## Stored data
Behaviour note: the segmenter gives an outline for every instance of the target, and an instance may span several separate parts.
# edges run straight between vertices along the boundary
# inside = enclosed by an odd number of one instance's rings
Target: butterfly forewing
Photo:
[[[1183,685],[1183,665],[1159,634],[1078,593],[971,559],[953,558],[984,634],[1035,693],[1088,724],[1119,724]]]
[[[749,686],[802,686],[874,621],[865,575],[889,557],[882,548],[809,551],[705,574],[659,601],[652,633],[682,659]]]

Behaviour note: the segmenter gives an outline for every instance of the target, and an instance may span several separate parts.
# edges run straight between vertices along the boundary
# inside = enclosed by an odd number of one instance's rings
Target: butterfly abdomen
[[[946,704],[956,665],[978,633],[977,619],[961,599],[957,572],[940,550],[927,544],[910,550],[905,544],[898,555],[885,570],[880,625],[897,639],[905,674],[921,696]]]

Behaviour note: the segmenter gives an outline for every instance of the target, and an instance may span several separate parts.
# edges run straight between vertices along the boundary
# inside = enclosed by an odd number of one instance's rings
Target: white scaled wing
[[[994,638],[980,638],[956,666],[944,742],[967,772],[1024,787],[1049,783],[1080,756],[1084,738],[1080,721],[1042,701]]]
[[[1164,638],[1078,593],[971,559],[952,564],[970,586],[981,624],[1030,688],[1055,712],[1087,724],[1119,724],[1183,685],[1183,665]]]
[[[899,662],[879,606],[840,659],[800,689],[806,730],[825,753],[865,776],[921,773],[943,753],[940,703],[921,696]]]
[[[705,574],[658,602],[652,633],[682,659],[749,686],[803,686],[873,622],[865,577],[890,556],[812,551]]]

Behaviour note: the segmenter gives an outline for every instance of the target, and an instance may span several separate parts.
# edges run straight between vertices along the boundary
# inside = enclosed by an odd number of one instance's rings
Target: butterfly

## WHAT THE TASK REQUIRES
Each line of the data must be retyped exactly.

## EXPECTED OUTPUT
Behaviour note: the segmenter gives an outline for every instance of the target, and an instance may span several separate parts.
# edges run straight between vertices along the boundary
# inside = enclosed by an odd number of one instance's rings
Target: butterfly forewing
Photo:
[[[1183,685],[1183,665],[1159,634],[1078,593],[971,559],[953,558],[984,634],[1035,693],[1088,724],[1119,724]]]
[[[749,686],[802,686],[874,621],[865,575],[889,557],[882,548],[809,551],[705,574],[659,601],[652,633],[682,659]]]

Behaviour note: the segmenter gives an outline for every instance of the target, and an instance may span several separate parts.
# edges run straight between vertices along the boundary
# inside = enclosed by an odd number of one instance's rings
Target: butterfly abdomen
[[[946,704],[956,665],[978,633],[977,619],[961,599],[957,572],[940,550],[927,544],[910,550],[905,544],[898,555],[885,570],[880,625],[897,639],[905,674],[921,696]]]

Behaviour note: the segmenter gives an outline for every instance of the target, and an instance may span several separate parts.
# edges run straight between vertices along the boundary
# inside = enclosed by an odd number of one instance's rings
Target: white scaled wing
[[[994,638],[980,638],[956,666],[944,742],[967,772],[1024,787],[1049,783],[1080,756],[1084,738],[1080,721],[1042,701]]]
[[[1164,638],[1078,593],[971,559],[952,564],[970,586],[981,624],[1030,688],[1055,712],[1087,724],[1119,724],[1183,685],[1183,665]]]
[[[899,662],[879,606],[840,659],[800,689],[806,730],[825,753],[865,776],[921,773],[943,753],[940,703],[921,696]]]
[[[705,574],[658,602],[652,633],[682,659],[749,686],[803,686],[873,622],[865,577],[890,556],[812,551]]]

Behaviour note: the segmenter gives an outline for every instance of the target, and an instance may span several separate parts.
# edges run straight between vertices along the boundary
# inside = enclosed by an odd number of one instance's rings
Target: butterfly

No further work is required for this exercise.